Would you return, word for word, the lines of the data below from the line with "box: [249, 93, 271, 122]" through the line with "negative clicks: (307, 36)", and no others?

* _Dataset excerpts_

--- START ---

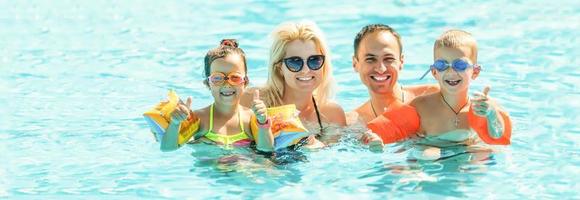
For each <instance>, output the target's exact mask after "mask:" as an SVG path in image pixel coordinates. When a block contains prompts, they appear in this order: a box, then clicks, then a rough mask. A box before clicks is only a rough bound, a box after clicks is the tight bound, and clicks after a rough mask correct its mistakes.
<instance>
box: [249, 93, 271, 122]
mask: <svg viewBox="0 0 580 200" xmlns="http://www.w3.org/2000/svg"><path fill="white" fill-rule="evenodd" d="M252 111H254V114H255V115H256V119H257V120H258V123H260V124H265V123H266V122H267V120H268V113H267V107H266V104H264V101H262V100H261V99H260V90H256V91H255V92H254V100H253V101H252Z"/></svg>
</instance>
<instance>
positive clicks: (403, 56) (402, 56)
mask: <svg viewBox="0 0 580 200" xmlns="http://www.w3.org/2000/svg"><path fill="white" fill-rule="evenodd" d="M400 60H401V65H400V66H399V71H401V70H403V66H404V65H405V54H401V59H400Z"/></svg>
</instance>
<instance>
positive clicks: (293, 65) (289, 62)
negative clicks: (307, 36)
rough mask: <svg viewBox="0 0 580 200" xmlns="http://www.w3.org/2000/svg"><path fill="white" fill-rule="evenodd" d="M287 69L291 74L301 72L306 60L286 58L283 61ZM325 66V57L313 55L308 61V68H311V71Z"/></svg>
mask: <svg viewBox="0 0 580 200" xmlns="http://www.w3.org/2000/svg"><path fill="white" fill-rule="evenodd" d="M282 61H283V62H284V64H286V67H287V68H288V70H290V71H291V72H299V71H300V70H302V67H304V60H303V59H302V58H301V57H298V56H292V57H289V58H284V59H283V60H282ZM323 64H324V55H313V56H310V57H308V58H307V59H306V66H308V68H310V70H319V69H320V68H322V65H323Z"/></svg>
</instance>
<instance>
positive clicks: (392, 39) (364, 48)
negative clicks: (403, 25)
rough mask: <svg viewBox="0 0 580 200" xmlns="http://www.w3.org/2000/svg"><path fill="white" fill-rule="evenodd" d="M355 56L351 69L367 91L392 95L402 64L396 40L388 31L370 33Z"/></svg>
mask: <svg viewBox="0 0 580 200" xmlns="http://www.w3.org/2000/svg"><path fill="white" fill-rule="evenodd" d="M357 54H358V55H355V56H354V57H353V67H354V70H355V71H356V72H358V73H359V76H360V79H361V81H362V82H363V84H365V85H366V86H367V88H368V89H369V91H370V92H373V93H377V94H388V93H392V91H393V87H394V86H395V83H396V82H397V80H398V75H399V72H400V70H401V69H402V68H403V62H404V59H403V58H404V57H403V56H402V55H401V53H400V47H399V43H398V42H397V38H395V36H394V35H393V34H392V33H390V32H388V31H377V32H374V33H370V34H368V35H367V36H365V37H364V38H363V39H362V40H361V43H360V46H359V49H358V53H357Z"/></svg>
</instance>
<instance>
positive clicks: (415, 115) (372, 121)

--- END ---
--- START ---

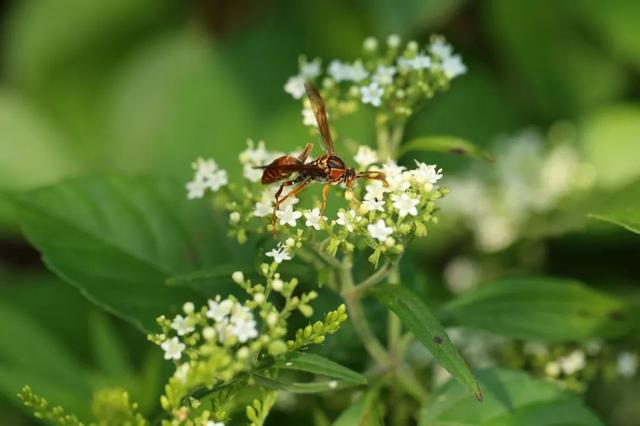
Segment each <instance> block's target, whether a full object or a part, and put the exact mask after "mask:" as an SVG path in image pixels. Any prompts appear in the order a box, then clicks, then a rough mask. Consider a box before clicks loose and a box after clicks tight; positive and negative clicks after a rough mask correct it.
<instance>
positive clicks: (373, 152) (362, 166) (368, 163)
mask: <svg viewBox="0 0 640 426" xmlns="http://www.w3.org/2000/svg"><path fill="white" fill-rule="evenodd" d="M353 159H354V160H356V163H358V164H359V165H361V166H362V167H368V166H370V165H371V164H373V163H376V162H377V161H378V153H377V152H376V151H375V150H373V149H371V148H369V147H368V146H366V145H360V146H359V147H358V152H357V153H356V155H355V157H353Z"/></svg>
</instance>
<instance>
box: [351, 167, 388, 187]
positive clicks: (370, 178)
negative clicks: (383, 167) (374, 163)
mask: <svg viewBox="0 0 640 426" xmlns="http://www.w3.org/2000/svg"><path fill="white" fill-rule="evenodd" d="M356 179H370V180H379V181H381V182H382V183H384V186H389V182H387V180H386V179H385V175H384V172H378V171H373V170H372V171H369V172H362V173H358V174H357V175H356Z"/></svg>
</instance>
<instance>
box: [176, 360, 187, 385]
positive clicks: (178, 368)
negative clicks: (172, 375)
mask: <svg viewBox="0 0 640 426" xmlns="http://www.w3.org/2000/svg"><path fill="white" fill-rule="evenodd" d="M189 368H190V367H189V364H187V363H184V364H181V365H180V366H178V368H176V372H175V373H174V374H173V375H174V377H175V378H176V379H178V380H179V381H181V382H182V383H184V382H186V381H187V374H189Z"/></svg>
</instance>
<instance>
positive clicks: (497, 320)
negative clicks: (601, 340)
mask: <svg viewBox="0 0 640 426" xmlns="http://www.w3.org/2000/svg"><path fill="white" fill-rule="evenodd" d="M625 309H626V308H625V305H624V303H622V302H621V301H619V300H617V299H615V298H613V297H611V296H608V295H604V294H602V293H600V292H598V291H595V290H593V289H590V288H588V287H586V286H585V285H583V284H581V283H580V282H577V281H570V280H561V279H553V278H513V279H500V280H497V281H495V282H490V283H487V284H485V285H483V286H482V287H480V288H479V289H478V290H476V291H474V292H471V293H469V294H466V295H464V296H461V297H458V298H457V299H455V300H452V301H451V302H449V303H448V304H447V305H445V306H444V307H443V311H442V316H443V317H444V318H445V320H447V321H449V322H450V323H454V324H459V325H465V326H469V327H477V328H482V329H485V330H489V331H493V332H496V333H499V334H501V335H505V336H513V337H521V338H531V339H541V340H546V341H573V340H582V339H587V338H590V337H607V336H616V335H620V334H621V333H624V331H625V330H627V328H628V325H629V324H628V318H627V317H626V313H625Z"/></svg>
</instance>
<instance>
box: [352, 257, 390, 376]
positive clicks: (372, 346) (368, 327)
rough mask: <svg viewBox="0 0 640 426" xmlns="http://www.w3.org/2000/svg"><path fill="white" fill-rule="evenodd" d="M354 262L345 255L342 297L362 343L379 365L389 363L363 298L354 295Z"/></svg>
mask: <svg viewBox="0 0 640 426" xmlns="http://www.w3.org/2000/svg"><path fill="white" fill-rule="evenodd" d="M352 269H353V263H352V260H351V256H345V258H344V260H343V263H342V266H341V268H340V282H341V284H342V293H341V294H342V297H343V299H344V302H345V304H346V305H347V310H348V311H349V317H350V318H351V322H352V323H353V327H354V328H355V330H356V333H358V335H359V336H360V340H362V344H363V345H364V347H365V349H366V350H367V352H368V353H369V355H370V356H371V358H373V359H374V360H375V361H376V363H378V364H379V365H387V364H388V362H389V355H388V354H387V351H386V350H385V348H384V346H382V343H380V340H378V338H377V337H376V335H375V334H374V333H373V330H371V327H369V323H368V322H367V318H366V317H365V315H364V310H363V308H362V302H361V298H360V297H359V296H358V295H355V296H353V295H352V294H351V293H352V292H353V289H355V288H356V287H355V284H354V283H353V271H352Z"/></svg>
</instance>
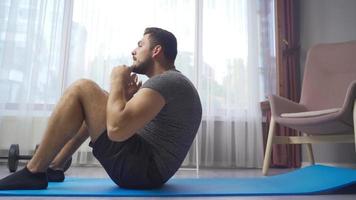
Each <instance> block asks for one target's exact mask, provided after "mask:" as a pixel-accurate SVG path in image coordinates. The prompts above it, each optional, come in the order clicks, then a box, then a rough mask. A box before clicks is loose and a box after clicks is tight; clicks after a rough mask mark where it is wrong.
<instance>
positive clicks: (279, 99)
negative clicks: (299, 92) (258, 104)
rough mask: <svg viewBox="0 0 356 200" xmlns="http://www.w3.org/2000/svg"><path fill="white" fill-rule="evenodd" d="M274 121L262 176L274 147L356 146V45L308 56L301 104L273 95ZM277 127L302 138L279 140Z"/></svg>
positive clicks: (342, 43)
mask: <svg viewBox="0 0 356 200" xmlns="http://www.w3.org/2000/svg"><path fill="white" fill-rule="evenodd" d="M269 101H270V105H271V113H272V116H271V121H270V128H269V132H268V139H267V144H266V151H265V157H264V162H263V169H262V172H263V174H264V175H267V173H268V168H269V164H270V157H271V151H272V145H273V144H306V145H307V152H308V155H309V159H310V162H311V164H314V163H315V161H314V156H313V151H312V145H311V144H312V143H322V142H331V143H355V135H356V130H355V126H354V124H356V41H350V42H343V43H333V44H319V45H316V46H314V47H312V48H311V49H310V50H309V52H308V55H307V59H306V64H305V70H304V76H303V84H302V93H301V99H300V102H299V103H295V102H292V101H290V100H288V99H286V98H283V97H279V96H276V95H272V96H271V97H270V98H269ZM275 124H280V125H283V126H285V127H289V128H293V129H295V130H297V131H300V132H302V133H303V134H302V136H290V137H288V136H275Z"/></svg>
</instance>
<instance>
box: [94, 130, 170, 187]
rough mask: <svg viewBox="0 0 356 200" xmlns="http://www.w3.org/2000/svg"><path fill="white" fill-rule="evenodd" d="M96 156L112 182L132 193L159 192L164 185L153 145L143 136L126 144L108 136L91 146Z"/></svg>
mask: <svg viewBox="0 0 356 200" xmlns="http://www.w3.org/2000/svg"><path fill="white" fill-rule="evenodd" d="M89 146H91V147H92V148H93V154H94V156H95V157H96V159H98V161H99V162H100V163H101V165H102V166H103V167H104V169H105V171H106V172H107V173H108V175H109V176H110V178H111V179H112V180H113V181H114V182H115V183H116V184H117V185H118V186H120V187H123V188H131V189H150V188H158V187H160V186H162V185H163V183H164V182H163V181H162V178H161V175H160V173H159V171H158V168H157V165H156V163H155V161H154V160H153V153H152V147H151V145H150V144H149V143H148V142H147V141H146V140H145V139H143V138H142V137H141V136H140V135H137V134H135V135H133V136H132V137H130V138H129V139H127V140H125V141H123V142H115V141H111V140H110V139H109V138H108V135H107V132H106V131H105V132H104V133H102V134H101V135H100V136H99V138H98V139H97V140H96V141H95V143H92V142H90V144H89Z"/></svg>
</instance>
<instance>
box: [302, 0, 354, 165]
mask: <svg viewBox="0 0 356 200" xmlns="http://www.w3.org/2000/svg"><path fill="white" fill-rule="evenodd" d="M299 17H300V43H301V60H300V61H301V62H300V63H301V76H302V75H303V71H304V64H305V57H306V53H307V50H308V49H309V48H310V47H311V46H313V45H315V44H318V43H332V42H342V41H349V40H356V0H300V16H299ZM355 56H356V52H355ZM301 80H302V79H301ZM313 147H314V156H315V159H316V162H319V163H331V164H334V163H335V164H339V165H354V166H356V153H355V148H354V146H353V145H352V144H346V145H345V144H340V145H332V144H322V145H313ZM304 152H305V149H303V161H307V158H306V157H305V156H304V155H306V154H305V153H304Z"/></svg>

--- END ---
--- START ---

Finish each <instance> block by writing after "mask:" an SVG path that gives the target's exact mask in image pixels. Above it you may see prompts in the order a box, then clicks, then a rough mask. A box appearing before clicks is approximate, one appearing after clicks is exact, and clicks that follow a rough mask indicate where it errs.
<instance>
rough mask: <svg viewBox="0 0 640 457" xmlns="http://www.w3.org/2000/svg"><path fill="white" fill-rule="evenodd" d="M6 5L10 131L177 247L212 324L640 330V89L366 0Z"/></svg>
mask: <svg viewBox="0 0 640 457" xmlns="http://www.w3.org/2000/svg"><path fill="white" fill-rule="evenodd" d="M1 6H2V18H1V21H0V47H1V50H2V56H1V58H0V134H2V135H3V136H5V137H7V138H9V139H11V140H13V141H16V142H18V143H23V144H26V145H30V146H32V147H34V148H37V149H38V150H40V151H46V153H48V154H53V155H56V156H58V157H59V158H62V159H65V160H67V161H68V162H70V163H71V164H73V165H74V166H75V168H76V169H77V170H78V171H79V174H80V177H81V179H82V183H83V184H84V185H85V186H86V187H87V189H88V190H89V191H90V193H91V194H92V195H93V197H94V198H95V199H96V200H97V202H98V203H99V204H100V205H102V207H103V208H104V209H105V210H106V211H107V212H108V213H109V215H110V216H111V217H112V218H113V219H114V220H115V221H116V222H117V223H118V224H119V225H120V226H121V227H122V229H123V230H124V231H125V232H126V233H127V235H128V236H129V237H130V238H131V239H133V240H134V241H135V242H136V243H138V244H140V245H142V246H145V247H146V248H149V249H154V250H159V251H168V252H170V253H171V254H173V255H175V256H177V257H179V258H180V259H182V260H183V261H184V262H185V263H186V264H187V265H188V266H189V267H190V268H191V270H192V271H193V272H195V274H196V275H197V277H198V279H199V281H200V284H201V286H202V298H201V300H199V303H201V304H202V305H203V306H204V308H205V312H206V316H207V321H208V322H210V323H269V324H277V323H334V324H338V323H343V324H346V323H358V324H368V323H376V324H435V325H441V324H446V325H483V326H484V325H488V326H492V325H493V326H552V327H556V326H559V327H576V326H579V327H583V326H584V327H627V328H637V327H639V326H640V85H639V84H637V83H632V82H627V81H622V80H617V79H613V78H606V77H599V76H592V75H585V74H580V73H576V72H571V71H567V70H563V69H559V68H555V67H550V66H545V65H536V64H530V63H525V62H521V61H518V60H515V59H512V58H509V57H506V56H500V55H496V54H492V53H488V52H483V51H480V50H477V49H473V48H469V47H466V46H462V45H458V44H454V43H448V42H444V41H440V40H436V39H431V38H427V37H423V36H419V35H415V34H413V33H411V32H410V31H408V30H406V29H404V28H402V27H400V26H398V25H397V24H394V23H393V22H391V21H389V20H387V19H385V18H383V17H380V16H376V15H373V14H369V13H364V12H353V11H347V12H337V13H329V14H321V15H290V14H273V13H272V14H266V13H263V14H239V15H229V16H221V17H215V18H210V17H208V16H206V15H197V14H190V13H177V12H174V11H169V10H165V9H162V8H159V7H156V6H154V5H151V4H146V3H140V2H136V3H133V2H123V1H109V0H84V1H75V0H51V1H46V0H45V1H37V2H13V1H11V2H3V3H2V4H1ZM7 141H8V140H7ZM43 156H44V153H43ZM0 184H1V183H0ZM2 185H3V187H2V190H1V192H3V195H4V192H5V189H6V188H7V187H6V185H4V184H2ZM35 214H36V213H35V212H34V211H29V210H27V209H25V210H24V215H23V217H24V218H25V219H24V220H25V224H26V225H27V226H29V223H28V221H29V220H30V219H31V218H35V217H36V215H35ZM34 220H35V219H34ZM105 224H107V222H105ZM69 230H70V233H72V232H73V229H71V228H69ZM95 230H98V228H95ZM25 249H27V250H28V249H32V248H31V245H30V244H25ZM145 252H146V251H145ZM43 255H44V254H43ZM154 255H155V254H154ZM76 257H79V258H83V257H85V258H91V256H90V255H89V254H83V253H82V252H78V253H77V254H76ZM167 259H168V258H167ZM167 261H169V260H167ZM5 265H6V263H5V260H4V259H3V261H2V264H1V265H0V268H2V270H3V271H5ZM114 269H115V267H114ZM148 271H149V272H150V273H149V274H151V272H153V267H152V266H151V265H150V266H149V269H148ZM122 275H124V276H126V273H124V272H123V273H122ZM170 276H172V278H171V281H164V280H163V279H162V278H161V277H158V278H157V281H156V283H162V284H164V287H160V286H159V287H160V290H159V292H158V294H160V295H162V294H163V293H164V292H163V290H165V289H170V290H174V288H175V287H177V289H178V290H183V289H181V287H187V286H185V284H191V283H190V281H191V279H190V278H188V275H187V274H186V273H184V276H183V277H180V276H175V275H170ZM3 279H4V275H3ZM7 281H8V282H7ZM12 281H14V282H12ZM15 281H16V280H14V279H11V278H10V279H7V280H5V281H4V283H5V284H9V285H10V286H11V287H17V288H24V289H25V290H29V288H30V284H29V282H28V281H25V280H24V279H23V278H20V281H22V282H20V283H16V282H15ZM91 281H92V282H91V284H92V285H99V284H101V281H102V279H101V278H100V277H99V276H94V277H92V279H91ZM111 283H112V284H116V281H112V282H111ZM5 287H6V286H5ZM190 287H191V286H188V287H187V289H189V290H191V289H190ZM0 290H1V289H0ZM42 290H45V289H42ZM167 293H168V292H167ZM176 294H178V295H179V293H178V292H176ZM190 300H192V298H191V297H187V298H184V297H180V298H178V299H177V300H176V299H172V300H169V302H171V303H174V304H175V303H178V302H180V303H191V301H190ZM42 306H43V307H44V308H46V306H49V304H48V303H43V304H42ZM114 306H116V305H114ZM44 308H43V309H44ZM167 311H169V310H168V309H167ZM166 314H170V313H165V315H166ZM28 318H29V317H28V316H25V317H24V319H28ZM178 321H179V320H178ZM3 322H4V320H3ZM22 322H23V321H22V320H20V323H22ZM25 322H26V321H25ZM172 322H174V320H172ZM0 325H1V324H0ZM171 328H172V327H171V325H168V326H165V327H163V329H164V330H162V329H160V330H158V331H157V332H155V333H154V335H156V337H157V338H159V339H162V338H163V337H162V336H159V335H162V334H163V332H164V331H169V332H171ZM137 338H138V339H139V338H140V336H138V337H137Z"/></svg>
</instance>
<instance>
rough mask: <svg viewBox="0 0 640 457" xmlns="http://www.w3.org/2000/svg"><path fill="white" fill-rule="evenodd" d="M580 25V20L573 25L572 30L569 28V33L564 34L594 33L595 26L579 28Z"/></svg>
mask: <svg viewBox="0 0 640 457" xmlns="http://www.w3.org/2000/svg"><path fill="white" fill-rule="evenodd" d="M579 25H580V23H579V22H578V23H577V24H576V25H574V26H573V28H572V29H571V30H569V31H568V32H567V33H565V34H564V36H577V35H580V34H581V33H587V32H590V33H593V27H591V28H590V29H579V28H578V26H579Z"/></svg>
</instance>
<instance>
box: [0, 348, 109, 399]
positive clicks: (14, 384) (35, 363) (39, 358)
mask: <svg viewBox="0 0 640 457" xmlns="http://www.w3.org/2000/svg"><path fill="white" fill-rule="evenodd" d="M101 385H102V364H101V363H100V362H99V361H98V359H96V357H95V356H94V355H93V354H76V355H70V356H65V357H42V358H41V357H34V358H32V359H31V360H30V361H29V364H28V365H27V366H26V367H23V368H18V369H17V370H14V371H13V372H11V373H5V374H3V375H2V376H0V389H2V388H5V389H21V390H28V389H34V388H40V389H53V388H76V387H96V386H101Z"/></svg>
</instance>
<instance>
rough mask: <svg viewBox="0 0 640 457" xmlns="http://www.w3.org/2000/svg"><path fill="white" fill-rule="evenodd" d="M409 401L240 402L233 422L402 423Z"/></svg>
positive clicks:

--- END ---

* _OUTPUT FOR THIS EXERCISE_
box: [249, 93, 271, 122]
mask: <svg viewBox="0 0 580 200" xmlns="http://www.w3.org/2000/svg"><path fill="white" fill-rule="evenodd" d="M252 111H254V114H255V115H256V119H257V120H258V123H260V124H265V123H266V122H267V120H268V113H267V107H266V104H264V101H262V100H261V99H260V90H256V91H255V92H254V100H253V101H252Z"/></svg>
</instance>
<instance>
positive clicks: (403, 56) (402, 56)
mask: <svg viewBox="0 0 580 200" xmlns="http://www.w3.org/2000/svg"><path fill="white" fill-rule="evenodd" d="M400 60H401V65H400V66H399V71H401V70H403V66H404V65H405V54H401V59H400Z"/></svg>
</instance>
<instance>
positive clicks: (293, 65) (289, 62)
negative clicks: (307, 36)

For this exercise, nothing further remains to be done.